#### Required actions
(1) Print the part of the Calculus I course page starting at "This course aims" and ending at "mathematical concepts acquired.".
(2) On the Calculus I course page, which unit is listed as responsible for the course?
(3) Pick up the Calculus I course page after its final line and keep writing it.

#### Page text
Calculus I

Code:

EQ0059

Acronym:

AM I

Keywords
Classification	Keyword
OFICIAL	Physical Sciences (Mathematics)

Instance: 2015/2016 - 1S

Active?	Yes
Responsible unit:	Department of Chemical and Biological Engineering
Course/CS Responsible:	Master in Chemical Engineering

Cycles of Study/Courses

Acronym	No. of Students	Study Plan	Curricular Years	Credits UCN	Credits ECTS	Contact hours	Total Time
MIEQ	86	Syllabus	1	-	6	63	162

Teaching language

Portuguese

Objectives

This course aims to endow students with fundamental knowledge on mathematics. It also aims to complete students’ education on IR defined functions, and develop the problem of primitives and function integration and study its representation

Objectives

- Understand, manipulate and apply the concepts of integration of functions of one variable and series.

- Provide a base set of mathematical fundamental to the proper functioning of other courses of integrated Masters.

- Develop scientific and mathematical reasoning and ability to apply mathematical concepts acquired.

Learning outcomes and competences

Ability to describe the main results in the field of differential and integral calculus, the series of real numbers and the polynomial approximation of functions of one variable by use of Taylor polynomials.

Ability to identify and properly apply the techniques to use in solving problems.

Obtaining a set of fundamental mathematical tools with direct application in other courses of the integrated MSc.

Working method

Presencial

Program

1. Functions, limits and derivatives
Revision of concepts studied in Secondary School about functions, limits, continuity and differentiation.
2. Complements on functions and differential calculus
New functions and their derivatives. Inverse functions and their derivatives. Local linear approximation and differentials. Relative extrema. Abolute extrema. Indeterminate forms and L’Hôpital’s rule.

#### Excerpted records

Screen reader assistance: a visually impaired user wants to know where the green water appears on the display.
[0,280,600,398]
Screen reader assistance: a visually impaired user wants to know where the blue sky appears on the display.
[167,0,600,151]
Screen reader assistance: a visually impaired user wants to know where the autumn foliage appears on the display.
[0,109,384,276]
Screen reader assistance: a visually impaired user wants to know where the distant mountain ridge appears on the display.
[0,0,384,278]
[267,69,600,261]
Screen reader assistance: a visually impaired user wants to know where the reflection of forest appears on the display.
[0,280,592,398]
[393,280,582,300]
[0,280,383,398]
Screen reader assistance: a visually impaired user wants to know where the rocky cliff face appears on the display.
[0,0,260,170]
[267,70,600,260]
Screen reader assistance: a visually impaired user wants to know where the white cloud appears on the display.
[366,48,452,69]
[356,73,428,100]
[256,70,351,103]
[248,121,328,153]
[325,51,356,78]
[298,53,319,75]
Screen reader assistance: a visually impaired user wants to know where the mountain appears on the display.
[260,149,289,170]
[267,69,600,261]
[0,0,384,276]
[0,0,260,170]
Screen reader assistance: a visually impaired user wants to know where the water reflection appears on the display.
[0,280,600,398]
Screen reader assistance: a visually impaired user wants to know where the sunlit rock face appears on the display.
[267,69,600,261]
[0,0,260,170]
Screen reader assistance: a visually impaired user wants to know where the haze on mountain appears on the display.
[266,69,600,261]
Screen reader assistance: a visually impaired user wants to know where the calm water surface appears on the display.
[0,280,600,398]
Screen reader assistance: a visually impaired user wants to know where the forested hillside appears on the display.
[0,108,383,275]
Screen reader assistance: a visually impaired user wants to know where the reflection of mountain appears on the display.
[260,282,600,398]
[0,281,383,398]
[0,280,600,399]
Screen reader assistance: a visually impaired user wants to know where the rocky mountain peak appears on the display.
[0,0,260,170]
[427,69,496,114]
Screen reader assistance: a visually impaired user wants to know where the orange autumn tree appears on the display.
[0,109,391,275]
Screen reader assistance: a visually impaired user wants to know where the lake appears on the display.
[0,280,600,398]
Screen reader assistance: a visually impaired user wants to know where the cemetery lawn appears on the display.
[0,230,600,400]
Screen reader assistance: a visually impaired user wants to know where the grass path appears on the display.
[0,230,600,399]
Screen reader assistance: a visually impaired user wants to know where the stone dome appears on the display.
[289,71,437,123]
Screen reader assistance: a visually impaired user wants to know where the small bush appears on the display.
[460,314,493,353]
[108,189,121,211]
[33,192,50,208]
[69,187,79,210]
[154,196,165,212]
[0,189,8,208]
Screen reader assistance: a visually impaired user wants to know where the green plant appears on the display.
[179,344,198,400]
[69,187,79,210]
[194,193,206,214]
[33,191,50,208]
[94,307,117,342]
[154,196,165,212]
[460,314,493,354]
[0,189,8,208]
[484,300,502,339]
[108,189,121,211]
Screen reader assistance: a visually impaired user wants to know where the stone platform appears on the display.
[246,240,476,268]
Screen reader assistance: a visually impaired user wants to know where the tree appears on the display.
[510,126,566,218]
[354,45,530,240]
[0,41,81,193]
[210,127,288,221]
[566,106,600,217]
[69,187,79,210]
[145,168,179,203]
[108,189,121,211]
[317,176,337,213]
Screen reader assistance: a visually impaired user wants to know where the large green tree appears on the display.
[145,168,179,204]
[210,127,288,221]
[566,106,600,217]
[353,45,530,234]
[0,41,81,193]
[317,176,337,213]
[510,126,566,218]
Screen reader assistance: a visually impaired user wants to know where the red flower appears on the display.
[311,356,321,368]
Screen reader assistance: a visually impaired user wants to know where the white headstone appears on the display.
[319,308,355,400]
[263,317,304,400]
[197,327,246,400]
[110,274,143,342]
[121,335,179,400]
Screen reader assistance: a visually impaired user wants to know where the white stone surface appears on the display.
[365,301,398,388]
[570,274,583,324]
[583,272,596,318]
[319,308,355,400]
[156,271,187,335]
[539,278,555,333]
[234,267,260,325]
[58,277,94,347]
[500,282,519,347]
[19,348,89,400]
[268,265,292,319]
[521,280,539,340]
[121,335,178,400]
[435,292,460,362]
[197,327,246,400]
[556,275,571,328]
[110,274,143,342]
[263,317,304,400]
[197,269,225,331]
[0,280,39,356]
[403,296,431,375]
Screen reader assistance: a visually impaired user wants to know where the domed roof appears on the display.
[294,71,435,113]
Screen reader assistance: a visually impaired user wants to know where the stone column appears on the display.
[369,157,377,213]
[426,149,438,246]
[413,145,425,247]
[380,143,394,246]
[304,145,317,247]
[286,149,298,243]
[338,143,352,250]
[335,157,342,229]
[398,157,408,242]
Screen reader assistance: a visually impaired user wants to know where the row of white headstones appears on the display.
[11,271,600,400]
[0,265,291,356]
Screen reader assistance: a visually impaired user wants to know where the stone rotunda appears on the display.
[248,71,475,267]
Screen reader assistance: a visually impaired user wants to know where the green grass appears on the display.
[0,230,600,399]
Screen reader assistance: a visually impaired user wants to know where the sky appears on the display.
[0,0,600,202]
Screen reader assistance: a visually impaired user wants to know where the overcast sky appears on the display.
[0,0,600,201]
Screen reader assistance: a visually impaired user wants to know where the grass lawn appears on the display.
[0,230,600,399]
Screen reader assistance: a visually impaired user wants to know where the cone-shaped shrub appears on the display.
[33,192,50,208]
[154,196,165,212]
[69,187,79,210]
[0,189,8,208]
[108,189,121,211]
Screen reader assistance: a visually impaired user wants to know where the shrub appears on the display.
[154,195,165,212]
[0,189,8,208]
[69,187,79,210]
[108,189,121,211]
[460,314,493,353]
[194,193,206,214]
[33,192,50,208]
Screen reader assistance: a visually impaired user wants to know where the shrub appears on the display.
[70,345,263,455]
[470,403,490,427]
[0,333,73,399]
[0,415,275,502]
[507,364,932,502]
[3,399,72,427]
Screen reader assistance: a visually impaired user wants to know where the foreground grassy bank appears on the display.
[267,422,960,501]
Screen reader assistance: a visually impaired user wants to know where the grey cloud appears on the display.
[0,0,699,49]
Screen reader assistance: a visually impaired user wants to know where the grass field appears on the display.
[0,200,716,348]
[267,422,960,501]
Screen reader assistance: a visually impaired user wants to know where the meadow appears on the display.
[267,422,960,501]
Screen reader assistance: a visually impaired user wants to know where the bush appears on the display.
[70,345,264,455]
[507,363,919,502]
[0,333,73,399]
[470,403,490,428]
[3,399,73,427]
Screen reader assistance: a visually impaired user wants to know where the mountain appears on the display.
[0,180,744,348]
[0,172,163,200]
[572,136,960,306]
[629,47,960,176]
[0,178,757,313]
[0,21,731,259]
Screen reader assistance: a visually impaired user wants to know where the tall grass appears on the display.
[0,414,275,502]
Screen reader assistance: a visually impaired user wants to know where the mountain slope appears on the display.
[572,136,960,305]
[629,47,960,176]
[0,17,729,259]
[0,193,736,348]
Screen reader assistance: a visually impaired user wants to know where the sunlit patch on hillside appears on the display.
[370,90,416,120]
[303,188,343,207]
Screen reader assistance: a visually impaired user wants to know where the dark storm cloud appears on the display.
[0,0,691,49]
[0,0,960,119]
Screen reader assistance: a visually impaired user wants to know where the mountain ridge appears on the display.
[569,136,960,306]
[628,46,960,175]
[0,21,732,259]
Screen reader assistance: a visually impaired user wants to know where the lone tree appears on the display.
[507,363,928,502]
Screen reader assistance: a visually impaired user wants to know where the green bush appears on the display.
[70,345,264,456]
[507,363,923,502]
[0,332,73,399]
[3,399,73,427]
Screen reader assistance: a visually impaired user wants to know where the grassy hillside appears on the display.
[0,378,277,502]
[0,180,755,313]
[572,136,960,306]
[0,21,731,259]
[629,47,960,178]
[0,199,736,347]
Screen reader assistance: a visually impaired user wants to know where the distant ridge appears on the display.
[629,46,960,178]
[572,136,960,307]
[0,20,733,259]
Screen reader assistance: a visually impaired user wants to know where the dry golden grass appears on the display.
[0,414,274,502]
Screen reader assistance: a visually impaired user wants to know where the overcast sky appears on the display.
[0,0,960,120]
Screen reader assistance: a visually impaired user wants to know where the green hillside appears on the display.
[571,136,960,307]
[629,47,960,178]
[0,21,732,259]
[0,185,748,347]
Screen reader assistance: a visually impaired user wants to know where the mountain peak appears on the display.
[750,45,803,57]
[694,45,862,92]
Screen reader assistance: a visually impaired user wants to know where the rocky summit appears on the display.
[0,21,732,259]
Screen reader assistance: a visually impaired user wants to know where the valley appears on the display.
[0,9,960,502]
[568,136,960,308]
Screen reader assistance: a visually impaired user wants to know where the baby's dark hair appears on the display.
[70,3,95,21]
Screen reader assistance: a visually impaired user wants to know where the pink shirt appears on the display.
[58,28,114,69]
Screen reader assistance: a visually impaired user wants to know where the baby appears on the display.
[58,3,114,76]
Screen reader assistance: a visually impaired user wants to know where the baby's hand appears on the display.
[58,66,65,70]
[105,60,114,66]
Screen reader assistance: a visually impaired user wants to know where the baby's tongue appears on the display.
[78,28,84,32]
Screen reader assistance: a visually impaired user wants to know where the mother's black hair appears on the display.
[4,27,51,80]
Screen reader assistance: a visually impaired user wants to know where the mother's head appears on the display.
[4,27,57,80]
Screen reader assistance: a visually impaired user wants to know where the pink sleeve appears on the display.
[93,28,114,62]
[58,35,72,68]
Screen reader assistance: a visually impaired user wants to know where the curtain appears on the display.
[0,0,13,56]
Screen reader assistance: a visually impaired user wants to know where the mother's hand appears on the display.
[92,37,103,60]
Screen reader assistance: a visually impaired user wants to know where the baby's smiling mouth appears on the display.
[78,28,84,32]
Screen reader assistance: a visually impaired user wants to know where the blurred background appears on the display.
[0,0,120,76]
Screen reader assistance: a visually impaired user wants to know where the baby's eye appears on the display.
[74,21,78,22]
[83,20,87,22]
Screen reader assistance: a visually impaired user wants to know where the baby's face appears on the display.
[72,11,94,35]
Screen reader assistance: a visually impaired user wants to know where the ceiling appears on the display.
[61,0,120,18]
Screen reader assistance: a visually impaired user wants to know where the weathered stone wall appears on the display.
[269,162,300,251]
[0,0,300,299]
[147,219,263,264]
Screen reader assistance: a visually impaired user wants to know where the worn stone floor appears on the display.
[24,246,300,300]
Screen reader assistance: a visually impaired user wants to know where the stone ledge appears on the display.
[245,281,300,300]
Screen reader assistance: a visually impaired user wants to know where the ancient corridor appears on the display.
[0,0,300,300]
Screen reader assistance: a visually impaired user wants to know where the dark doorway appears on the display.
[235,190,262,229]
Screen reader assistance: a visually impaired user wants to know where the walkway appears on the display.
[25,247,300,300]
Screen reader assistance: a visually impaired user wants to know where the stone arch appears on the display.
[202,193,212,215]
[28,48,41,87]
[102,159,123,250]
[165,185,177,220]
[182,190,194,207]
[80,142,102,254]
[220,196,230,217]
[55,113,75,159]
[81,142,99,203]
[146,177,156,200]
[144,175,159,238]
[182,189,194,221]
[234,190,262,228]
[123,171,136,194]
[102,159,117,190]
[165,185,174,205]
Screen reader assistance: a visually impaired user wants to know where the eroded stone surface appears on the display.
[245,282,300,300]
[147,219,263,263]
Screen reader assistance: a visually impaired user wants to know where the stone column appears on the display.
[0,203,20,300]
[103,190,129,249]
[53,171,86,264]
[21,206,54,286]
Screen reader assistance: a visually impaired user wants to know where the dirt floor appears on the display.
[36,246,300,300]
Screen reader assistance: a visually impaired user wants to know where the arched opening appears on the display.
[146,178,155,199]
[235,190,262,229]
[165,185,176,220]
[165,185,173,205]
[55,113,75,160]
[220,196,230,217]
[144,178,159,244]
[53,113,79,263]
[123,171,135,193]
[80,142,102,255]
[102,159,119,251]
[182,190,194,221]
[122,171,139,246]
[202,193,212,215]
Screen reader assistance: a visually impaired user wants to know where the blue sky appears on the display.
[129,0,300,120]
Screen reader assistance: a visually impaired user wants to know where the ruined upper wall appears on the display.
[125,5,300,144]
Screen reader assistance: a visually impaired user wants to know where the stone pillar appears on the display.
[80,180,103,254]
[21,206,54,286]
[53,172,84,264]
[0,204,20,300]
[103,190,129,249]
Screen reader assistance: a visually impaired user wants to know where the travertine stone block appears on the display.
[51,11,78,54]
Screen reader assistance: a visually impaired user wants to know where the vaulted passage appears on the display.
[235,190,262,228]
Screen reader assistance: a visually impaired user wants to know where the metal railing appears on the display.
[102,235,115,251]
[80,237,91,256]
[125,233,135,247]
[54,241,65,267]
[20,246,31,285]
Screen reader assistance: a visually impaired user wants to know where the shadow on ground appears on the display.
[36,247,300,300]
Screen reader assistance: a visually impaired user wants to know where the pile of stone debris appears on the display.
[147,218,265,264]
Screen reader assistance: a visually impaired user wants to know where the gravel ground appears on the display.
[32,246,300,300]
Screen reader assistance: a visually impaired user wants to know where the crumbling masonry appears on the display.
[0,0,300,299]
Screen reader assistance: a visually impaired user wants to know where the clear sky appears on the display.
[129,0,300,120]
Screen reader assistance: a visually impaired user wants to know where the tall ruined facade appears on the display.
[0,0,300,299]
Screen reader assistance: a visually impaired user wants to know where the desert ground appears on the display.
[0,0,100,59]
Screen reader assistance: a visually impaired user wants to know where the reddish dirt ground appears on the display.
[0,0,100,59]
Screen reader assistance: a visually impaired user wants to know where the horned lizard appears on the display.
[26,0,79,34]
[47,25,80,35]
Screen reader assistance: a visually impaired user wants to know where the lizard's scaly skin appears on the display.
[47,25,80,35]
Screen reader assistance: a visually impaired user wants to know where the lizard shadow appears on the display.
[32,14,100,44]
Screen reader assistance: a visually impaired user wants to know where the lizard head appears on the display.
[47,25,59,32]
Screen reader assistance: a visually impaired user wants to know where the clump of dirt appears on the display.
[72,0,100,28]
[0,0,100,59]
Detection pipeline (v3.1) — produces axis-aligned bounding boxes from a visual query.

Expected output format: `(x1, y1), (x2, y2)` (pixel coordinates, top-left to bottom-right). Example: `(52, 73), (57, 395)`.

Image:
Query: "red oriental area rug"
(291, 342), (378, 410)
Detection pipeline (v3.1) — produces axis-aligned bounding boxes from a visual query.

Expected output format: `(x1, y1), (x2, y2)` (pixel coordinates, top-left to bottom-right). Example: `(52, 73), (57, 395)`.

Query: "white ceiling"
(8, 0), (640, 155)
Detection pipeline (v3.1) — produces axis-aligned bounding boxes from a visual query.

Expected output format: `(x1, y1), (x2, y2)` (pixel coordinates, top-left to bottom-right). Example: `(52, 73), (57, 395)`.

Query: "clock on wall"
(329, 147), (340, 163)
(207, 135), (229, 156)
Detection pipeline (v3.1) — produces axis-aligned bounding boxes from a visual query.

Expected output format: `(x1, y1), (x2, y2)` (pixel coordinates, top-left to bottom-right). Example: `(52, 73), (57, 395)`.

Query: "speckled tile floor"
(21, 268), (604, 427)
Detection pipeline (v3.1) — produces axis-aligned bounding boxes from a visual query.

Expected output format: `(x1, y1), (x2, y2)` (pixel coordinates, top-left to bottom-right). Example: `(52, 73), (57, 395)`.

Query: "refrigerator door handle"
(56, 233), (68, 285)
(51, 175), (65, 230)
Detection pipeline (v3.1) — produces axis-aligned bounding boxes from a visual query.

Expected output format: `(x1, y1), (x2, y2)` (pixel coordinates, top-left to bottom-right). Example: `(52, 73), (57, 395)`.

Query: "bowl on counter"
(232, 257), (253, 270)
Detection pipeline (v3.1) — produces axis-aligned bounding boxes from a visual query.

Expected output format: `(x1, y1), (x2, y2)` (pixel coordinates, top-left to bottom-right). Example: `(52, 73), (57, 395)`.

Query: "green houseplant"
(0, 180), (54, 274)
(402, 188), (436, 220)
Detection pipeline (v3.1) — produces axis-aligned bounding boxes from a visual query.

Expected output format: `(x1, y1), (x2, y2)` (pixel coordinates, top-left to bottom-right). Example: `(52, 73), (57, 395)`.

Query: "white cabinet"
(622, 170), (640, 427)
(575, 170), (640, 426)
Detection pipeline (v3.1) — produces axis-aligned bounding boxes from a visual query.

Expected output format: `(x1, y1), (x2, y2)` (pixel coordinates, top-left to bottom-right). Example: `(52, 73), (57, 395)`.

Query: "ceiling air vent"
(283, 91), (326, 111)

#### Responses
(1)
This course aims to endow students with fundamental knowledge on mathematics. It also aims to complete students’ education on IR defined functions, and develop the problem of primitives and function integration and study its representation

Objectives

- Understand, manipulate and apply the concepts of integration of functions of one variable and series.

- Provide a base set of mathematical fundamental to the proper functioning of other courses of integrated Masters.

- Develop scientific and mathematical reasoning and ability to apply mathematical concepts acquired.

(2) The Department of Chemical and Biological Engineering.

(3)
3. Antiderivative of a function
Antiderivative of an elementary function. Integration by parts. Integation by substitution. Integration of rational functions. Rational substitution. Trigonometric antiderivatives. Trigonometric substitutions.
4. Integral Calculus
Approximate calculation of areas. Riemann sum. Definite Integral. Basic properties of definite integrals; Assessment of integrals of continuous functions. Mean value of f in (a,b). Mean value theorem. Integration of discontinuous functions. Geometric applications of integrals. Deduction of integral formulas. Functions defined by integrals. Improper integrals.
5. Series of real numbers
Series of real numbers. Study of series by its definition. Series of non-negative terms. Series of non-positive terms. Alternating series. Series of positive and negative terms.
6. Taylor and Maclaurian series
Function approximation by polynomials. Estimative of the nth remainder for a Taylor polynomial. Taylor’s theorem and Taylor's formula with remainder. Taylor series (or Maclaurian series) for a function. Power series.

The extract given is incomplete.